_TO DO_
Transcribe exactly the lines from the one containing "positive clicks: (46, 39)" through the end of the entries, including both the first and the last, and nothing else.
|---|
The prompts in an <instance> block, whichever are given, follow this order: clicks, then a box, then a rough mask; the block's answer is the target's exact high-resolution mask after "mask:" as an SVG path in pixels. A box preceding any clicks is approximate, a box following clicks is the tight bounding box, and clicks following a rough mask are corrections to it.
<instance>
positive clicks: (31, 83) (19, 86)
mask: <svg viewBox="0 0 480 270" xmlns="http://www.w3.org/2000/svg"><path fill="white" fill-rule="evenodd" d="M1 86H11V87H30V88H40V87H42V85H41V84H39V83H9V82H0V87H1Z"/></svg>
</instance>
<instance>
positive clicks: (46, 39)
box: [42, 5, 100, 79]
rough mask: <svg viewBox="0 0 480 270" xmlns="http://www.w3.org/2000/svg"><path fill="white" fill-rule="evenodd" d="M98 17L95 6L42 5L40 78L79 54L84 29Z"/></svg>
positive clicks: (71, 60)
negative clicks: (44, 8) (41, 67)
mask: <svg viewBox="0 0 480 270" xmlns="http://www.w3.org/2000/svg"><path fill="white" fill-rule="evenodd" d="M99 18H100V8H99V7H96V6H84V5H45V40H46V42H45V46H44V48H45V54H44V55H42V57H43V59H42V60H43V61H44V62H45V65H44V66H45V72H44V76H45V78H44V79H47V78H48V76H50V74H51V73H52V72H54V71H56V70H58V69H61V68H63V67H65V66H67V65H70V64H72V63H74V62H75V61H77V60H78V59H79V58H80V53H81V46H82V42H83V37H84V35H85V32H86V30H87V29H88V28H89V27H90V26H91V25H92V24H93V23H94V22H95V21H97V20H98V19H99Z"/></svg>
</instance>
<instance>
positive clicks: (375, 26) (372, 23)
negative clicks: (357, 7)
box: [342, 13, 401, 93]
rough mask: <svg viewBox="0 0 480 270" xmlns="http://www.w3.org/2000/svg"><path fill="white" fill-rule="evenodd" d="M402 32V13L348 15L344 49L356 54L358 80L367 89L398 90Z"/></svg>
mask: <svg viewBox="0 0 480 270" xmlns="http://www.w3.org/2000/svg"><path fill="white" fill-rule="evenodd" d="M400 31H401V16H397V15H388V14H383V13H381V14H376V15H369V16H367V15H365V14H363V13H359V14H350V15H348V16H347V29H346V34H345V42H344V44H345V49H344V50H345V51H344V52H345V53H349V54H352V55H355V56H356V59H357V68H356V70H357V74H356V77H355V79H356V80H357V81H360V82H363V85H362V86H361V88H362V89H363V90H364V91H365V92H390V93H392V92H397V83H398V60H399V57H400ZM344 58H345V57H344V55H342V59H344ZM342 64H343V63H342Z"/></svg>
|---|
_SOLUTION FOR THIS PROBLEM_
positive clicks: (46, 39)
box: [42, 5, 100, 79]
rough mask: <svg viewBox="0 0 480 270" xmlns="http://www.w3.org/2000/svg"><path fill="white" fill-rule="evenodd" d="M98 17L95 6L42 5L40 78L79 54L84 29Z"/></svg>
positive clicks: (71, 60)
negative clicks: (44, 8) (41, 67)
mask: <svg viewBox="0 0 480 270" xmlns="http://www.w3.org/2000/svg"><path fill="white" fill-rule="evenodd" d="M99 18H100V8H99V7H96V6H84V5H45V40H46V42H45V46H44V48H45V54H44V55H42V57H43V59H42V60H43V61H44V62H45V65H44V66H45V72H44V76H45V78H44V79H47V78H48V76H50V74H51V73H52V72H54V71H56V70H58V69H61V68H63V67H65V66H67V65H70V64H72V63H74V62H75V61H77V60H78V59H79V58H80V53H81V46H82V42H83V37H84V35H85V32H86V30H87V29H88V28H89V27H90V26H91V25H92V24H93V23H94V22H95V21H97V20H98V19H99Z"/></svg>
</instance>
<instance>
positive clicks: (375, 26) (372, 23)
negative clicks: (357, 7)
box: [342, 13, 401, 93]
rough mask: <svg viewBox="0 0 480 270" xmlns="http://www.w3.org/2000/svg"><path fill="white" fill-rule="evenodd" d="M402 32V13L348 15L344 49L356 54L358 80L367 89L398 90Z"/></svg>
mask: <svg viewBox="0 0 480 270" xmlns="http://www.w3.org/2000/svg"><path fill="white" fill-rule="evenodd" d="M400 31H401V16H397V15H388V14H383V13H381V14H376V15H369V16H367V15H365V14H363V13H359V14H350V15H348V16H347V29H346V34H345V42H344V44H345V49H344V50H345V51H344V52H345V53H349V54H352V55H355V56H356V59H357V68H356V70H357V74H356V77H355V79H356V80H357V81H360V82H363V85H362V86H361V88H362V89H363V90H364V91H365V92H390V93H392V92H397V83H398V60H399V57H400ZM344 58H345V57H344V55H342V59H344ZM342 64H343V63H342Z"/></svg>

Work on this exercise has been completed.